* _GIVEN TASK_: Exactly reproduce the entries, dropping any pictures from your copy.

□ □ □ □ □ □ □

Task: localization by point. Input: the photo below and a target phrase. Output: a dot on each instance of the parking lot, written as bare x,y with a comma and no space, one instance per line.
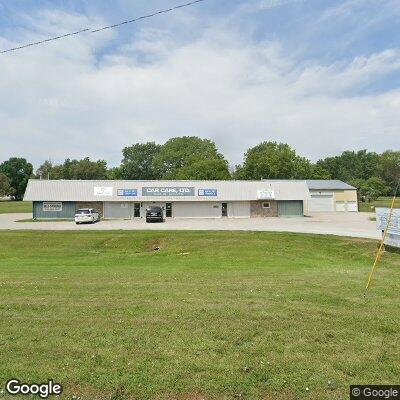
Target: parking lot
341,224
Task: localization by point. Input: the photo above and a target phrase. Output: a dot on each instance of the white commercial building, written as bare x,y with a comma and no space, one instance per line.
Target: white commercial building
179,199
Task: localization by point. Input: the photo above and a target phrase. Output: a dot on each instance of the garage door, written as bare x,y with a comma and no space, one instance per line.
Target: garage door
290,208
118,210
340,206
320,204
352,206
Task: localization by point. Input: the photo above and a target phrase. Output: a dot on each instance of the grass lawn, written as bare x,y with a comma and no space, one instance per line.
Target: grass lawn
7,207
213,315
381,202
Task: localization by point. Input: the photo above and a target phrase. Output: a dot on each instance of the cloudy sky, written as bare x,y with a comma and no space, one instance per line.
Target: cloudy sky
321,75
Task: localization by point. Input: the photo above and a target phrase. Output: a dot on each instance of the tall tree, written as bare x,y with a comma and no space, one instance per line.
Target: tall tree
213,170
5,186
352,165
45,170
184,156
389,168
86,169
74,169
272,160
18,171
138,162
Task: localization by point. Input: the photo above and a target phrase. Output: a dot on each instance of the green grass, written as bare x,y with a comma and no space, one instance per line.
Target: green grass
213,315
381,202
8,207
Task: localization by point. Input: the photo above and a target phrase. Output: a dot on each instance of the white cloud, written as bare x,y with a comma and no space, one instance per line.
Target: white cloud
63,100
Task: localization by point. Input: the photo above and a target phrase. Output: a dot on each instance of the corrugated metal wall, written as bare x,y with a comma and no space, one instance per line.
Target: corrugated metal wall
68,211
290,208
239,209
120,210
196,210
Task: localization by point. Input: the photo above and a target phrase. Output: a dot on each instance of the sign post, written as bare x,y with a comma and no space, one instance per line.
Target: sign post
386,222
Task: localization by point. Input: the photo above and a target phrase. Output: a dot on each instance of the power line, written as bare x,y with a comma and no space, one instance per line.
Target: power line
165,11
44,41
148,16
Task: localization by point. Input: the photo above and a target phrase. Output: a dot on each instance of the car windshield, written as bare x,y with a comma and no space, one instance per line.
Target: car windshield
154,209
83,211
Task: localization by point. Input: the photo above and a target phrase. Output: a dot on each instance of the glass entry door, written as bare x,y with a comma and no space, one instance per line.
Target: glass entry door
168,210
136,210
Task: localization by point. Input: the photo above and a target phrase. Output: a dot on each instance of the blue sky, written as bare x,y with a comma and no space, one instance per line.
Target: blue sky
322,76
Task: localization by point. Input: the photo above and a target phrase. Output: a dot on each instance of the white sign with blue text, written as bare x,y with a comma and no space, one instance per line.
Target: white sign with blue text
127,192
208,192
393,234
266,194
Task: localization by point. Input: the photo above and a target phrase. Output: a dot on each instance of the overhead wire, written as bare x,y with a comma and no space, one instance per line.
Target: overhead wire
90,30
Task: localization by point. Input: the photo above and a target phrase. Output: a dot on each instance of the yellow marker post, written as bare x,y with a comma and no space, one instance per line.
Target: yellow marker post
380,249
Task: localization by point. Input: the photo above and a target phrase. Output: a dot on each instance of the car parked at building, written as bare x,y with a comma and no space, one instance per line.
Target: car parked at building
86,215
154,214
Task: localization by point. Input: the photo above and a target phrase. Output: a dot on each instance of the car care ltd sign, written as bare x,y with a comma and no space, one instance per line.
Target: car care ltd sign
127,192
103,191
52,206
265,194
208,192
168,191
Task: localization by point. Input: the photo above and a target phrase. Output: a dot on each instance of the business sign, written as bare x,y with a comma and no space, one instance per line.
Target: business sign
393,234
265,194
127,192
103,191
168,191
52,207
208,192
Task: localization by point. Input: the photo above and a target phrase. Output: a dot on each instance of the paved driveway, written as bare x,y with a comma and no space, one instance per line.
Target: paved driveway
352,224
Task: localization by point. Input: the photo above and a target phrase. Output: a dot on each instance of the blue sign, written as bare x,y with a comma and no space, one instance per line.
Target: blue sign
208,192
127,192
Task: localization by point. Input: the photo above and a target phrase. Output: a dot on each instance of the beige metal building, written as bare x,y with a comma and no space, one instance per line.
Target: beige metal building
331,196
179,199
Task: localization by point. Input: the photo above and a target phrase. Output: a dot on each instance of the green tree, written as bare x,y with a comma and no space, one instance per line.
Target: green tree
272,160
5,186
351,165
138,162
389,167
318,172
86,169
18,171
187,155
45,170
74,169
205,170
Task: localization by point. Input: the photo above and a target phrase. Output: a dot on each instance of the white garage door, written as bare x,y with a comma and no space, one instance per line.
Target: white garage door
320,203
352,206
340,206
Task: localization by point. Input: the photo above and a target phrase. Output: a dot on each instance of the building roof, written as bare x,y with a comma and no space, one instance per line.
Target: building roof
76,190
330,184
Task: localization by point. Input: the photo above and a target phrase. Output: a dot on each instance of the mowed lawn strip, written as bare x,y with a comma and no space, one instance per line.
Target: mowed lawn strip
215,315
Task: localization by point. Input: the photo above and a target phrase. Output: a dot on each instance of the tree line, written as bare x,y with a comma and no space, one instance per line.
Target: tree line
191,157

□ □ □ □ □ □ □

* _RESULT OF THIS TASK_:
Task: localization by point. Input: the photo below and a target phrase. Output: a dot on each instance of the parking lot, written as bare x,y with a comma and no space, one instance per line.
Target: parking lot
341,224
Task: localization by point. Input: the photo above and a target phrase. Output: a dot on each instance of the white commercial building, written as bare x,y with a comma and no space, one instance per line.
Target: white commercial building
179,199
Task: localization by point. Input: the photo above and a target phrase. Output: a dot on each instance of the garage door, written as bare x,y with a comma and no space, one instance per line.
Target: garage door
290,208
118,210
340,206
320,204
352,206
Task: localization by point. Input: the photo above and a target phrase. Output: a dot on each instance of the grass lawn, written as bare x,y with a comma and no space, one instance per line.
Target: grass lawn
7,207
213,315
381,202
Task: localization by point. Input: the photo above and a target phrase. Output: a dot on each instance of the cloudy sky, written as bare x,y with a comma and no space, one instance per line.
Target: cloudy sky
321,75
Task: localization by point. Input: the photo above and a target phrase. Output: a dot on each instance of the tall tree, written as bare x,y with a comma and no space, one instance per line.
Target: tall tree
213,170
5,186
352,165
45,170
184,156
389,168
86,169
74,169
272,160
18,171
138,162
Task: localization by point. Input: the photo above and a target phrase. Output: a dot on each instance of the green grass, written as bare x,y with a comma and no space, one instance per line.
Target: green grass
213,315
381,202
8,207
Task: localization by point. Input: the photo above and a target phrase. Output: a dot on each instance of the white cloud, written as bare x,y with a comma and no space, one instance per line.
Target: white cloud
63,100
Task: localization by point. Input: the photo above and a target phrase. Output: a dot on each instance of the corrugated metal wall, written as bare x,y with a comma and no space, one instance per line.
Target: corrugated metal wall
68,211
290,208
239,209
120,210
196,210
Task: localization by point. Input: the photo above and a target phrase. Output: a dot on each instance of the sign post, written as bare x,y with a comma and no space, one instance per line.
Target: sign post
386,222
Task: localization by point. Input: the photo above and a target phrase. Output: a dot on each instance of the power line, written as bare x,y with a comma and no space, one instance per line.
Target: power line
165,11
44,41
148,16
Task: localization by point. Input: the photo above and a target phrase. Output: a dot on each instance of the car windshield, written as bare x,y with a comma and no space, one instance per line.
Target: car windshield
154,209
83,211
Task: localization by point. Input: the photo above and a target phrase. Output: a dot on each instance of the glass entry door, written as bare x,y with a comma and no space, one instance per line.
Target: glass entry door
168,210
136,210
Task: localization by point. Input: the photo above and a target phrase. Output: a dot on each instance of the blue sky, written as bare x,y with a comma and no space, one instance per line.
Target: blue sky
322,76
Task: localization by point. Input: the photo above and a target phrase. Output: a dot on each instance of the white sign with blue text, written as bare x,y with a comma and no space, one instance per line.
Target: white sign with blue text
127,192
208,192
393,234
266,194
Task: localization by point. Input: the photo above and a target phrase. Output: a dot on each instance of the overhead wire, written as bare x,y with a comma and no space, one instance per line.
Target: overhead wire
90,30
Task: localization by point. Input: the photo above and a target phrase. Output: a dot on each instance of the yellow marker post, written as bare x,y with a comma and no space, one instance per line.
Target: yellow marker post
380,249
Task: localization by point. Input: the photo above and a target phrase. Output: a dot on each instance of the car parked at building, written as bare x,y with a comma and no space, one instance per line.
Target: car parked at building
86,215
154,214
Task: localization by point. Input: the photo above and a target phrase. Output: a dot on each instance of the car care ltd sign, written as bare x,y with a comma and no space, one instance per line.
Target: car care ltd sign
127,192
103,191
52,206
265,194
208,192
168,191
Task: localization by point. Input: the photo above and a target phrase. Output: a dot on each instance of the business sign, written as bare x,y with a comma and no space, one instance per line.
Target: business sign
393,234
265,194
127,192
103,191
168,191
52,207
208,192
Task: localization by point. Input: the photo above and a target phrase. Output: a dot on each instance of the paved driveway, written as bare x,y with a comma and no space, one instance per line.
Target: paved driveway
352,224
Task: localization by point. Input: the photo above and a target phrase. Output: a dot on each instance of the blue sign, written as bare x,y with a comma and no space, one instance per line.
Target: blue sign
208,192
127,192
Task: localization by point. Input: the photo above and a target phrase. Output: a dot on each instance of the beige metal building, written as bare x,y with a comma and no space, one instance per line.
Target: beige metal building
331,196
179,199
Task: localization by point. Input: the photo above and a target phrase. Output: a dot on each instance of the green tree, written as bare x,y with a comma and no space, one instance per line.
Target: green tree
272,160
5,186
351,165
138,162
389,167
318,172
86,169
18,171
187,155
45,170
74,169
205,170
Task: localization by point. Input: the photo above and a target phrase. Output: a dot on each instance of the white garage door, written as bare x,y with a comma and no space, one instance per line.
Target: white garage door
320,203
352,206
340,206
Task: localization by point. Input: the photo above and a target phrase. Output: a dot on each instance of the building roof, written as bare x,y with a comma and no space, one instance per line.
Target: building roof
76,190
330,184
Task: localization by point. Input: the photo above and a target phrase. Output: a dot on each instance of the mowed lawn strip, written as bare x,y with a comma and no space, one instance per line.
Target: mowed lawn strip
215,315
Task: localization by point. Input: the photo above and a target phrase. Output: a dot on each instance of the tree line, written as bare x,y with a comma and no space, one instance per line.
Target: tree line
191,157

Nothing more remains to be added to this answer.